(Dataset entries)

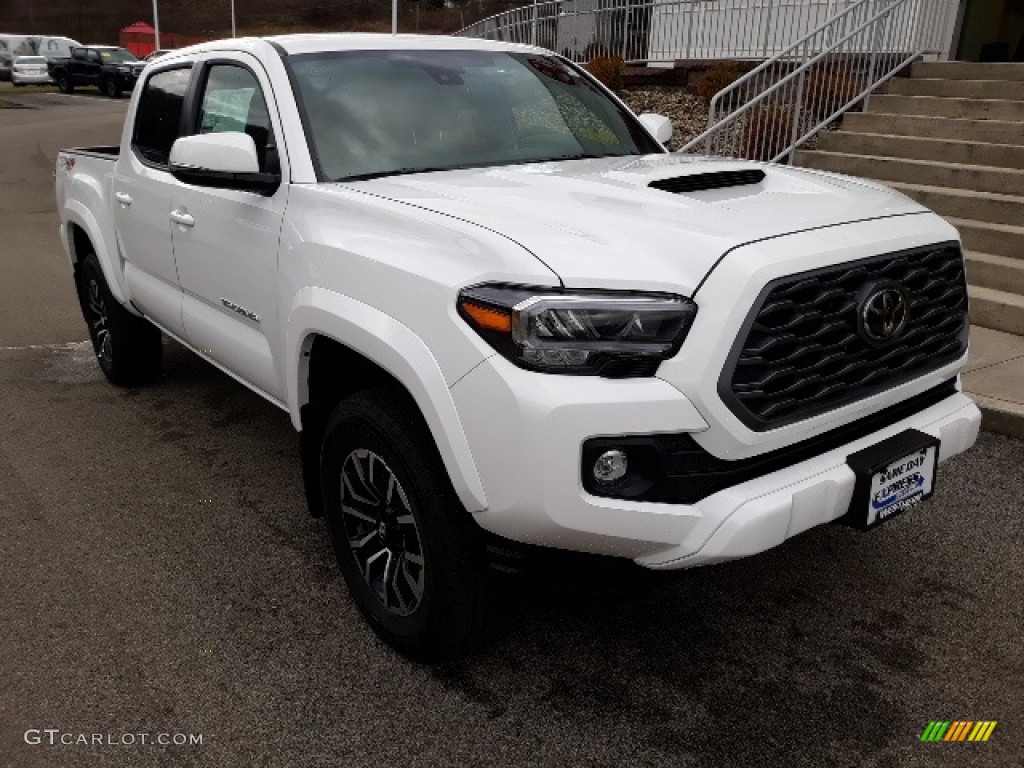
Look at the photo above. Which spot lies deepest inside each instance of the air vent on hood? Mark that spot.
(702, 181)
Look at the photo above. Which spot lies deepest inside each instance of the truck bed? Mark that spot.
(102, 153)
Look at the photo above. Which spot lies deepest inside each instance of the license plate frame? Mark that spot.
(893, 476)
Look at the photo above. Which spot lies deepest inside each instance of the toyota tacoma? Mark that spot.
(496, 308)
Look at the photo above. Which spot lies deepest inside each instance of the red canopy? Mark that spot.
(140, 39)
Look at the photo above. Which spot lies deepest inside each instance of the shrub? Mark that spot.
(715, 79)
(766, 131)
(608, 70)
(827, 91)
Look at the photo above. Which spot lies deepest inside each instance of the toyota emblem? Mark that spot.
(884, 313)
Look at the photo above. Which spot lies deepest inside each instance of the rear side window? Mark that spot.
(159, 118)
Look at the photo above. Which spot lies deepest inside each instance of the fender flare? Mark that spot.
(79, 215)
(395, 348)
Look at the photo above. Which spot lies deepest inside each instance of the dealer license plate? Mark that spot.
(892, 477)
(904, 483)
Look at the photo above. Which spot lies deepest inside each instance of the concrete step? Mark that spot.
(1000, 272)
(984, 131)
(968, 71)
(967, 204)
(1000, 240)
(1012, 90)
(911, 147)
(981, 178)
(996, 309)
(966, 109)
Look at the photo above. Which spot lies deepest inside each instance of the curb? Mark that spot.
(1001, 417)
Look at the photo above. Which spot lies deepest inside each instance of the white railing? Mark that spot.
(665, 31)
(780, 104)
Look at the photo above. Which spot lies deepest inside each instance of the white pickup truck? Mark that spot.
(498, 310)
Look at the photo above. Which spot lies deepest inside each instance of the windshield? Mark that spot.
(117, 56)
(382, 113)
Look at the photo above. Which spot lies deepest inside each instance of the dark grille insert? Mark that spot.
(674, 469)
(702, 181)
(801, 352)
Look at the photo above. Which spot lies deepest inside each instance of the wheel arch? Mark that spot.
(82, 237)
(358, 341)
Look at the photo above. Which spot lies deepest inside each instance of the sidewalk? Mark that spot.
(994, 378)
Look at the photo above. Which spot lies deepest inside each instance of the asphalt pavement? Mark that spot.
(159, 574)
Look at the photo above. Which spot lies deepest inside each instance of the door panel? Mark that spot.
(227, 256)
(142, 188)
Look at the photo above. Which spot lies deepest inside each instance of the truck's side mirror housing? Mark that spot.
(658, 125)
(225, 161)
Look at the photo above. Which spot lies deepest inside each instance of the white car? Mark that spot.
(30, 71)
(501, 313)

▶ _Problem requirements_: Please set down every record above exactly as it appears, leaving out the pictures.

▶ _Task response_:
Look at the photo above. Which spot lies deepest inside each instance of the air vent on hood? Mark that spot.
(702, 181)
Look at the photo above. Which spot lies deepest inside each instance of the truck bed? Mark that spot.
(102, 153)
Look at the photo above. Which spot lies deepest inside each instance of the license plate frame? Mark that spot.
(893, 476)
Look at the photo above. Which spot lies deepest inside each instance of the toyota tacoma? Mark that spot.
(496, 308)
Look at the photo above. Which spot lies deepest inside each instance of the red canopy? Mark that spot.
(140, 39)
Look at the photo above. Which spot lies deepest inside each instance of the shrub? Mark that spot.
(715, 79)
(766, 131)
(608, 70)
(827, 91)
Look at the photo above. Which spot lies deepest inside each instance of the toyota emblem? Mark that spot.
(884, 313)
Look at the photo above. Which spot lies deepest inside each instance of the rear side window? Mark that spot.
(159, 118)
Look at the photo above. Which spot lies deepest inside each instance of the fender flare? Mark that spot.
(79, 215)
(395, 348)
Look at the photo above. Which spot lies deepest inside each instance of the dealer license plate? Mark that spot.
(892, 477)
(904, 483)
Look at the photo above. Which spot lies deepest inside each instance of the concrete step? Mark that spot.
(1000, 272)
(984, 131)
(968, 71)
(967, 204)
(1000, 240)
(1012, 90)
(911, 147)
(981, 178)
(996, 309)
(966, 109)
Look at the photo above. Which spot lies deepest inside each instance of the curb? Mark that spot.
(1001, 417)
Look at the photo above. Which spot lies deepest inside each instance of the white railing? Mark that spot.
(665, 31)
(780, 104)
Look at the photo above. Which spot lies deepest inside each instance of the white pickup truck? Mark that spot.
(498, 310)
Look at the photo above. Which spot lies deepest inside each instance of the windshield? Mark that spot.
(117, 56)
(382, 113)
Look at the photo above. Which spot lies deepest inside each instance of the dark grille insert? Mark that spot.
(674, 469)
(702, 181)
(801, 352)
Look at the photo above. Which spot lies deepest inside each instance of the wheel arch? Mark that spot.
(82, 237)
(358, 341)
Look at the photo above. Which spot lies deepest inside each instance of the sidewalk? Mark that spot.
(994, 378)
Look at the photo above. Which spot lies deepest inside each instance of the asphalt pavement? Mark that spot.
(159, 574)
Look at the photo above. Which spot lies deepest inside each instance of the door panel? Mark that spot.
(227, 256)
(142, 188)
Look at the photo above. Which spot lies deepest inside each instance of the truck's side mirror housing? Mark that spot.
(658, 125)
(225, 161)
Look at the photo above. Which spot lies deepest inside each instance of the white car? Mark that spot.
(30, 71)
(501, 313)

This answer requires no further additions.